## WHAT THE TASK ASKS
Select every line in the records below that contains the word "side", matching case exactly, and copy each one out.

## Labeled contour entries
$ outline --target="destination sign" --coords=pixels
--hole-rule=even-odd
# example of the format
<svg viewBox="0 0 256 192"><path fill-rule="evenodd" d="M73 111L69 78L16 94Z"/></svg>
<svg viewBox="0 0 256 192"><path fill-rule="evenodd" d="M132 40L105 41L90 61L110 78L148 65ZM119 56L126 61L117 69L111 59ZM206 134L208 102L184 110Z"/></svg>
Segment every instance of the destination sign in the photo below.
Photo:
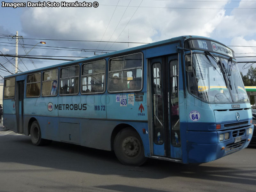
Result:
<svg viewBox="0 0 256 192"><path fill-rule="evenodd" d="M203 39L193 39L189 41L188 44L190 48L198 48L217 52L228 57L235 57L233 52L230 49L216 42Z"/></svg>

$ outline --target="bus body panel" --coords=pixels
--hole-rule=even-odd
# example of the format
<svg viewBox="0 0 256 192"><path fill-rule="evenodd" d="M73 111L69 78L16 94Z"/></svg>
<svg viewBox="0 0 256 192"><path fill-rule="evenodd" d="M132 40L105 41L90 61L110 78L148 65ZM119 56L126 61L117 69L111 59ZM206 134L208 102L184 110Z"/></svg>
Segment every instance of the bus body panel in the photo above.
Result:
<svg viewBox="0 0 256 192"><path fill-rule="evenodd" d="M4 127L6 128L13 131L16 133L18 132L17 122L16 119L15 100L4 99L3 105L6 106L4 108L4 111L3 116Z"/></svg>
<svg viewBox="0 0 256 192"><path fill-rule="evenodd" d="M148 58L177 53L176 47L179 44L179 43L177 42L161 46L147 49L146 50L145 57Z"/></svg>
<svg viewBox="0 0 256 192"><path fill-rule="evenodd" d="M147 93L139 92L141 95L136 96L137 93L119 93L107 96L107 112L108 119L125 119L137 121L148 120L147 106ZM142 95L143 94L143 95ZM117 97L125 96L126 103L123 104L116 100ZM130 96L130 97L129 97ZM130 103L129 103L129 99ZM141 100L142 99L142 100Z"/></svg>
<svg viewBox="0 0 256 192"><path fill-rule="evenodd" d="M54 110L60 117L106 119L105 94L59 96L58 100Z"/></svg>
<svg viewBox="0 0 256 192"><path fill-rule="evenodd" d="M253 125L250 127L253 129ZM188 132L187 137L190 138L191 141L188 141L187 144L188 163L209 162L234 153L247 147L249 143L248 140L250 140L252 137L251 134L246 135L246 134L244 134L242 137L241 141L236 144L234 143L234 140L233 139L222 142L219 141L218 143L208 144L200 143L201 141L204 139L202 136L204 135L207 137L210 140L214 141L216 137L216 133L212 134L213 133L211 132L199 132L198 133L195 133L195 132L193 131ZM208 135L206 136L207 135ZM205 141L205 143L208 143L207 141ZM222 149L222 147L225 148Z"/></svg>
<svg viewBox="0 0 256 192"><path fill-rule="evenodd" d="M202 38L190 37L192 38ZM246 147L249 144L248 141L251 139L252 136L252 134L247 134L247 131L249 128L253 129L253 126L250 123L252 114L251 111L248 109L250 108L249 103L207 103L192 95L187 90L188 89L187 85L187 73L184 65L184 54L189 54L190 52L187 50L182 50L180 47L183 46L184 40L189 38L188 36L176 37L151 44L149 45L142 45L114 53L45 67L39 70L35 69L22 73L21 75L15 74L8 76L7 78L15 76L17 83L19 81L26 80L26 77L28 73L32 74L39 71L43 73L49 69L58 68L59 88L60 68L79 65L81 71L83 63L103 59L106 61L105 67L107 70L105 77L106 88L105 92L102 94L81 94L81 73L79 77L80 91L77 95L60 96L58 93L57 96L52 97L42 97L40 95L38 97L27 98L25 81L23 109L24 133L27 135L29 135L31 120L36 120L38 122L43 139L110 150L113 149L114 137L118 131L131 127L134 128L140 136L145 156L150 157L155 155L163 156L166 158L176 158L181 160L183 163L210 161ZM180 47L178 48L177 46ZM196 49L195 48L192 49ZM198 49L197 51L195 50L195 51L202 53L204 51ZM110 68L108 66L109 59L139 52L143 53L142 90L137 92L128 92L124 91L116 93L108 92L107 88L108 82L108 71ZM150 74L151 69L148 68L151 67L150 62L148 65L148 62L155 59L159 59L163 61L161 63L163 67L162 70L163 74L165 73L164 76L166 79L164 80L165 84L164 84L166 90L169 89L168 86L171 86L171 82L168 78L171 76L169 71L164 70L169 69L168 67L170 67L172 60L178 60L179 70L178 93L179 105L178 108L177 107L174 108L174 107L172 108L172 110L175 109L177 111L174 113L173 112L172 114L176 116L179 115L179 116L180 127L178 128L180 129L179 136L180 139L179 146L177 143L176 146L175 144L172 144L173 140L173 140L174 134L169 131L168 131L169 132L165 132L168 133L170 135L167 135L164 139L165 140L163 144L164 147L163 147L163 145L154 143L152 139L152 129L150 127L152 127L153 122L151 118L152 115L150 114L153 113L152 106L149 106L152 105L153 100L151 96L148 95L152 93L152 85L151 82L149 83L147 81L151 79L148 76L152 75ZM167 65L169 65L168 67L166 67ZM177 67L178 66L176 66ZM173 78L174 76L172 76ZM150 87L149 87L149 86ZM41 84L41 92L42 89ZM166 102L164 102L163 105L165 108L165 112L170 113L170 109L169 108L171 108L169 103L167 103L171 101L172 99L170 100L166 99L169 97L169 94L171 92L168 92L169 91L168 90L168 92L165 92L164 100ZM168 94L166 94L167 92ZM136 93L141 95L138 95L136 98ZM16 93L14 100L17 99L16 98L17 95ZM123 96L123 98L126 98L126 102L124 104L117 101L117 97L120 95ZM175 98L176 99L177 98ZM16 114L18 114L19 116L20 114L23 114L22 113L23 109L15 106L19 103L17 100L11 99L4 100L5 107L4 117L7 120L4 123L4 125L16 132L19 126L19 125L17 124ZM240 105L240 109L242 109L232 108L231 105L235 104ZM17 113L17 111L19 113ZM240 115L241 119L239 121L236 119L237 112ZM169 117L167 121L170 123L172 120L171 115L169 113L168 115L165 115L165 117ZM200 114L200 116L198 114ZM21 121L20 120L20 121ZM246 122L242 125L236 124L243 121ZM169 126L166 126L166 124L165 129L169 128L171 130L170 124L169 123ZM218 124L221 125L221 128L216 130L216 125ZM227 126L226 124L230 124ZM227 133L228 133L229 138L220 140L220 135ZM165 136L166 136L166 134ZM235 138L240 137L242 140L241 142L235 141ZM225 149L222 150L222 147L225 148ZM165 151L166 149L170 151L167 153ZM169 152L170 154L168 154Z"/></svg>
<svg viewBox="0 0 256 192"><path fill-rule="evenodd" d="M52 105L51 103L52 103ZM25 115L57 117L58 110L54 109L54 105L56 103L58 103L57 97L25 98L24 114Z"/></svg>

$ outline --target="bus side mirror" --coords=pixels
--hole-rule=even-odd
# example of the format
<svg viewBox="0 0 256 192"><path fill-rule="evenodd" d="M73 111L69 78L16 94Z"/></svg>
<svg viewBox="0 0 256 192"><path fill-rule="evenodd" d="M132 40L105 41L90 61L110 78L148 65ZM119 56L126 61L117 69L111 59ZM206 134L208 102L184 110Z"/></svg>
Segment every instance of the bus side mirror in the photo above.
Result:
<svg viewBox="0 0 256 192"><path fill-rule="evenodd" d="M193 68L191 62L191 57L192 55L186 55L186 71L187 72L193 72Z"/></svg>

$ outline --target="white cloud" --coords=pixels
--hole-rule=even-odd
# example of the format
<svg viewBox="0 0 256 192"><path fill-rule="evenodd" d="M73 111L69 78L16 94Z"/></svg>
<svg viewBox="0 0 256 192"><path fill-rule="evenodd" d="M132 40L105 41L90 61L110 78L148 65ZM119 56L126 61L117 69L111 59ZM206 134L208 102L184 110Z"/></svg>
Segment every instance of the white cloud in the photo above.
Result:
<svg viewBox="0 0 256 192"><path fill-rule="evenodd" d="M117 2L99 1L100 6L96 8L27 9L21 17L23 30L28 35L34 36L49 37L50 35L52 38L58 39L100 40L115 8L115 6L100 5L116 5ZM132 1L130 6L138 6L140 2ZM118 4L127 6L129 2L120 1ZM141 6L223 8L227 3L192 3L144 1ZM110 40L116 41L123 30L117 41L127 41L128 28L129 40L131 41L152 42L188 35L209 37L225 15L225 11L221 10L140 7L124 30L137 8L128 7L120 21L126 8L126 7L116 7L103 40L108 41L112 36ZM102 48L106 44L101 44ZM125 48L126 46L127 45L123 47ZM121 48L122 46L115 44L114 47L116 49ZM110 47L108 45L106 48Z"/></svg>
<svg viewBox="0 0 256 192"><path fill-rule="evenodd" d="M256 34L255 9L244 8L256 7L256 2L240 2L237 9L233 10L230 15L226 16L220 22L216 32L227 38L238 36L252 37Z"/></svg>
<svg viewBox="0 0 256 192"><path fill-rule="evenodd" d="M5 47L4 47L4 48L2 49L2 51L3 52L9 52L10 50L10 49L6 49Z"/></svg>

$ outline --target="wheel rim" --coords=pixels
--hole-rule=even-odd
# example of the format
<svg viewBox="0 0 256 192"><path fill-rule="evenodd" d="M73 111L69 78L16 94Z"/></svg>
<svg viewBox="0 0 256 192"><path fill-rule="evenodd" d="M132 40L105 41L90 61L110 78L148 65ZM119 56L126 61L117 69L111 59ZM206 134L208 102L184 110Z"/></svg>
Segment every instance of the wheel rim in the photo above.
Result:
<svg viewBox="0 0 256 192"><path fill-rule="evenodd" d="M37 140L38 138L39 138L39 130L38 128L36 127L34 127L33 129L33 135L34 140L35 141Z"/></svg>
<svg viewBox="0 0 256 192"><path fill-rule="evenodd" d="M141 145L137 138L129 136L123 140L122 148L126 156L131 158L135 157L140 153Z"/></svg>

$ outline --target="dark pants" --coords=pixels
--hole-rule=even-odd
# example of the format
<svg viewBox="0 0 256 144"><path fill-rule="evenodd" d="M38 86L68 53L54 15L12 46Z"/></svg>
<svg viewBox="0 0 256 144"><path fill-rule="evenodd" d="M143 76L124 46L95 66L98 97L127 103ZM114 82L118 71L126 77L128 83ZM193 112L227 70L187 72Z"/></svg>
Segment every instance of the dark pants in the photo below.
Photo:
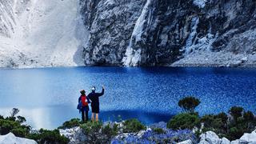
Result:
<svg viewBox="0 0 256 144"><path fill-rule="evenodd" d="M86 112L86 121L89 120L88 111L89 111L89 106L82 107L82 122L85 122L85 112Z"/></svg>

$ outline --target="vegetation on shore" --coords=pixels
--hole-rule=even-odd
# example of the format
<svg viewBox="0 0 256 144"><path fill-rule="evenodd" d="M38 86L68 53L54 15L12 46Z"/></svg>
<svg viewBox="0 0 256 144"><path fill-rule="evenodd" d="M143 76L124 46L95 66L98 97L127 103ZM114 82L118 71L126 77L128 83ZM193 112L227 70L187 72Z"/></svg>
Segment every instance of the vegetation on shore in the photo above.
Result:
<svg viewBox="0 0 256 144"><path fill-rule="evenodd" d="M184 134L191 134L192 130L195 131L197 136L206 131L212 130L219 137L226 137L230 140L234 140L240 138L244 133L250 133L255 129L256 118L251 111L246 111L240 106L233 106L227 114L222 112L218 114L199 116L195 110L200 103L199 99L194 97L186 97L181 99L178 106L183 111L170 118L166 125L167 129L153 127L150 131L146 130L142 136L143 142L148 140L161 142L170 142L172 140L178 142L178 139L168 139L168 136L166 136L167 138L163 139L164 142L161 138L163 135L173 136L174 134L181 134L182 138L191 138L192 135L185 137ZM78 118L73 118L70 121L65 122L62 126L56 130L41 129L36 132L32 132L31 127L25 124L26 118L22 116L16 116L18 111L18 109L13 109L10 116L6 118L0 115L1 135L12 132L18 137L34 139L38 143L68 143L70 140L60 134L59 129L79 126L82 134L86 136L87 142L110 143L113 140L120 142L120 139L116 139L116 136L120 134L120 131L122 133L135 134L136 135L139 131L145 130L147 128L137 119L123 121L121 122L122 126L120 126L120 122L103 123L90 121L82 122ZM127 142L129 140L142 142L141 139L132 136L125 139Z"/></svg>
<svg viewBox="0 0 256 144"><path fill-rule="evenodd" d="M230 140L240 138L244 133L255 130L256 118L254 114L242 107L233 106L228 114L206 114L200 117L194 112L200 101L194 97L186 97L179 101L178 106L184 112L173 117L167 123L170 129L198 130L197 134L212 130L219 137Z"/></svg>

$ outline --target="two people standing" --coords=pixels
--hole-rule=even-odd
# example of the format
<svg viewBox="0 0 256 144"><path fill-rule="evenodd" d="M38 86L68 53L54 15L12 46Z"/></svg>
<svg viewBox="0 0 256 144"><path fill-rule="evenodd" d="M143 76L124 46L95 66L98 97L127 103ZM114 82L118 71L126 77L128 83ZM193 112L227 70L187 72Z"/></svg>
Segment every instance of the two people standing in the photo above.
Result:
<svg viewBox="0 0 256 144"><path fill-rule="evenodd" d="M90 103L92 114L91 114L91 120L96 122L98 121L98 114L99 114L99 97L104 94L104 86L102 86L102 90L101 93L96 93L96 87L93 86L91 88L91 93L86 95L86 91L84 90L80 90L81 96L78 98L78 109L79 111L82 112L82 121L88 121L88 112L89 109L89 103ZM79 106L80 105L80 106ZM86 112L86 117L85 117Z"/></svg>

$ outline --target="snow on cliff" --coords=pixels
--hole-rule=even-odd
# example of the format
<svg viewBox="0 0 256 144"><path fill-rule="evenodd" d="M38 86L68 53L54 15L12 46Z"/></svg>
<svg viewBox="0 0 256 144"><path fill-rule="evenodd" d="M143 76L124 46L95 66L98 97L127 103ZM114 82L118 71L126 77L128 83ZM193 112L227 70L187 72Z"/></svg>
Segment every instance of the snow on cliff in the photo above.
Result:
<svg viewBox="0 0 256 144"><path fill-rule="evenodd" d="M0 67L83 65L77 0L0 2Z"/></svg>

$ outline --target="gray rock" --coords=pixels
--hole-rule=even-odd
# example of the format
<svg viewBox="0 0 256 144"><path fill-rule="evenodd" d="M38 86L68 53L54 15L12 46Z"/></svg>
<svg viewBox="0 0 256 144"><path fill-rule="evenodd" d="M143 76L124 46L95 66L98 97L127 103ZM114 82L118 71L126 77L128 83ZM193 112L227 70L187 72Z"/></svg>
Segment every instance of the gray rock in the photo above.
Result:
<svg viewBox="0 0 256 144"><path fill-rule="evenodd" d="M0 135L0 144L18 143L18 144L37 144L34 140L15 137L12 133Z"/></svg>
<svg viewBox="0 0 256 144"><path fill-rule="evenodd" d="M256 64L253 56L241 60L256 50L254 0L80 3L90 31L83 54L87 65Z"/></svg>
<svg viewBox="0 0 256 144"><path fill-rule="evenodd" d="M199 143L201 144L203 144L203 143L216 144L216 143L221 143L221 142L222 142L221 139L213 131L207 131L200 135Z"/></svg>
<svg viewBox="0 0 256 144"><path fill-rule="evenodd" d="M181 142L178 142L178 144L193 144L192 141L190 139L188 139L186 141L183 141Z"/></svg>
<svg viewBox="0 0 256 144"><path fill-rule="evenodd" d="M230 144L239 144L239 140L237 139L237 140L234 140L234 141L231 141Z"/></svg>
<svg viewBox="0 0 256 144"><path fill-rule="evenodd" d="M240 138L240 143L256 142L256 132L253 131L250 134L246 133Z"/></svg>
<svg viewBox="0 0 256 144"><path fill-rule="evenodd" d="M226 138L222 138L221 139L221 144L230 144L230 141L228 140Z"/></svg>

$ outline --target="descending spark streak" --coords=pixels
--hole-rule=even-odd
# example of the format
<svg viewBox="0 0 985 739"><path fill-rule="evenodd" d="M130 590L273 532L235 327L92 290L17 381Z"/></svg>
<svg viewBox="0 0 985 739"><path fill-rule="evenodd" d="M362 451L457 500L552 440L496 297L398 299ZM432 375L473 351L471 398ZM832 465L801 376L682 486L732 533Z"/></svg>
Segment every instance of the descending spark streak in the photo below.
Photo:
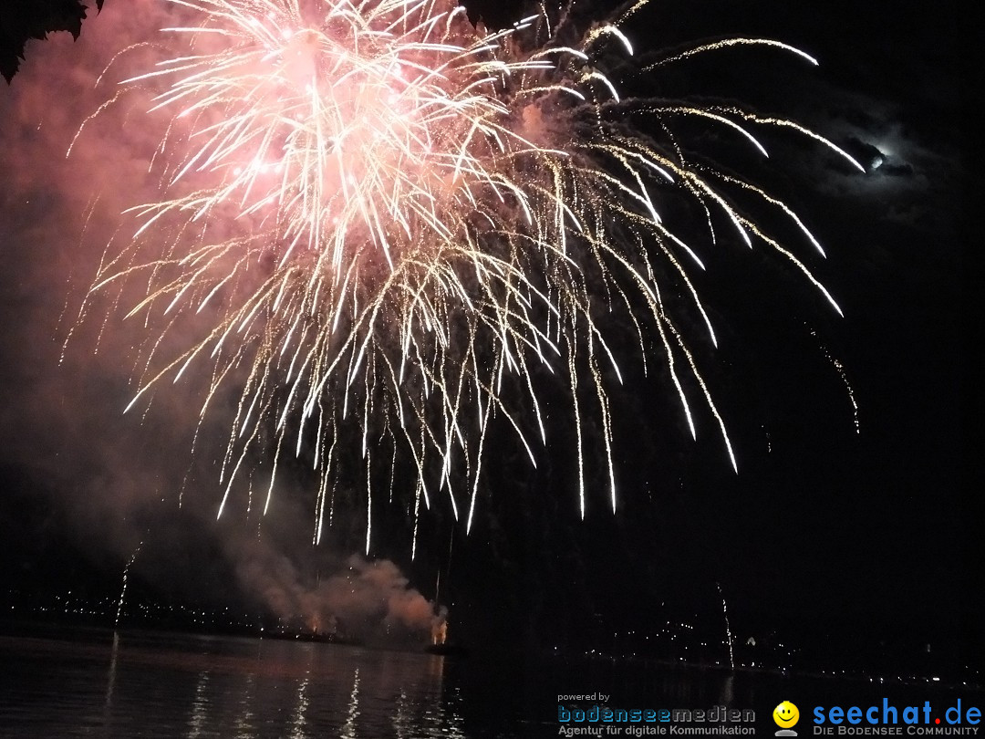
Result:
<svg viewBox="0 0 985 739"><path fill-rule="evenodd" d="M708 227L724 219L834 302L730 193L757 199L820 250L797 215L734 174L690 166L672 127L682 118L721 125L765 155L746 126L787 126L852 162L847 154L795 123L731 106L625 100L603 71L608 55L632 53L614 23L571 42L566 15L553 24L542 10L485 34L449 0L162 1L176 17L163 34L181 51L125 85L151 90L152 111L170 116L159 147L165 184L132 210L132 245L100 268L92 293L140 280L146 294L131 314L160 311L168 327L206 322L163 362L161 339L150 342L134 403L196 364L212 364L203 418L221 385L240 383L223 505L250 449L274 448L266 509L281 450L293 447L320 475L317 540L326 499L331 523L338 481L357 456L338 443L349 434L364 457L349 474L366 476L367 549L371 439L394 460L406 440L415 549L428 485L456 518L458 488L471 489L471 527L492 425L507 422L534 462L533 437L547 442L534 376L544 370L567 374L582 515L584 455L598 437L615 509L607 386L623 374L606 304L628 318L644 369L651 346L663 355L692 435L700 417L688 388L697 388L736 466L679 329L695 311L715 341L685 267L704 264L660 204L683 197ZM662 63L734 45L815 61L777 41L737 38ZM633 112L655 119L667 142L634 129Z"/></svg>

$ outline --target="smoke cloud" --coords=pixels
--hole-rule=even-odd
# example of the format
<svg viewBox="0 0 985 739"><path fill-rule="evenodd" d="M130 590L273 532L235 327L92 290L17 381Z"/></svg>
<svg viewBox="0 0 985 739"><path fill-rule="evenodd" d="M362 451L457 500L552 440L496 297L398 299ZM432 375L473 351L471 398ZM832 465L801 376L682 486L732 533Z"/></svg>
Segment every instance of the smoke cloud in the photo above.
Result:
<svg viewBox="0 0 985 739"><path fill-rule="evenodd" d="M88 291L134 233L137 222L124 211L160 186L154 162L166 119L146 113L150 91L116 100L117 83L147 66L148 41L175 23L173 8L152 0L107 5L77 42L62 34L32 45L0 94L0 464L47 496L94 560L125 563L147 540L136 570L180 579L214 564L220 570L208 561L218 555L238 587L285 624L359 639L427 636L443 616L396 565L347 558L338 541L307 544L313 523L300 512L310 510L307 493L290 476L273 507L296 542L262 535L264 460L254 460L256 479L231 491L216 521L234 402L215 398L201 416L203 367L124 413L161 326L123 317L141 299L139 286L98 300ZM201 330L172 327L157 356L176 356ZM304 505L292 503L296 496Z"/></svg>

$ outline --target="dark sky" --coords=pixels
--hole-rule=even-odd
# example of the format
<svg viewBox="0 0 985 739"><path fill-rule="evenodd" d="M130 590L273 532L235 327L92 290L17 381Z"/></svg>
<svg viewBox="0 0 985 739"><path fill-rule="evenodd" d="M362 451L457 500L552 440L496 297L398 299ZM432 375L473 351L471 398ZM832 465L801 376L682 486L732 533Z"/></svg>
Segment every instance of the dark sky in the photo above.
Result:
<svg viewBox="0 0 985 739"><path fill-rule="evenodd" d="M61 132L92 109L84 91L93 59L105 57L86 45L88 34L104 40L112 35L98 35L100 24L134 25L114 17L129 12L115 6L122 3L88 21L75 46L29 46L26 68L0 91L0 162L14 172L14 187L0 195L0 526L14 542L6 556L18 564L10 576L20 586L30 581L25 572L52 561L69 578L112 570L135 539L150 537L176 544L145 565L147 577L211 587L222 568L209 576L188 571L212 570L200 557L229 557L229 547L201 541L236 538L229 533L236 526L175 515L167 491L189 464L203 480L210 465L161 461L184 459L192 400L168 399L143 424L124 420L120 355L133 339L102 336L105 348L93 356L84 345L98 333L92 325L58 365L72 323L58 321L66 294L72 305L93 268L90 253L77 256L86 190L137 176L126 162L108 173L85 162L59 169ZM470 10L495 24L510 9ZM699 290L720 333L719 349L704 359L738 475L708 419L692 442L667 387L636 377L613 398L624 501L615 516L599 493L588 519L577 520L560 429L536 472L503 446L488 482L495 495L476 531L455 536L450 571L443 513L423 524L414 565L403 543L383 544L379 554L403 558L427 596L441 569L463 620L501 607L526 614L518 618L535 631L560 613L582 614L562 619L576 630L600 613L608 623L656 619L664 602L709 609L719 582L751 631L773 622L808 634L854 630L862 638L900 632L949 639L958 650L980 643L961 23L950 3L653 0L626 27L644 59L747 34L819 58L815 69L769 50L731 49L627 84L789 116L870 168L853 172L820 148L769 139L782 164L764 176L824 245L826 261L812 267L845 316L761 249L723 244ZM132 128L98 135L139 137ZM883 163L873 168L877 156ZM202 508L214 510L214 499L206 495ZM284 524L282 544L292 525ZM395 540L406 533L399 510L382 525ZM346 542L347 524L340 528ZM284 546L310 557L308 538L305 528ZM68 554L52 559L55 547Z"/></svg>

## COMPLETE RESPONSE
$ outline --target="bus side mirror" --coords=pixels
Segment every instance of the bus side mirror in the photo above.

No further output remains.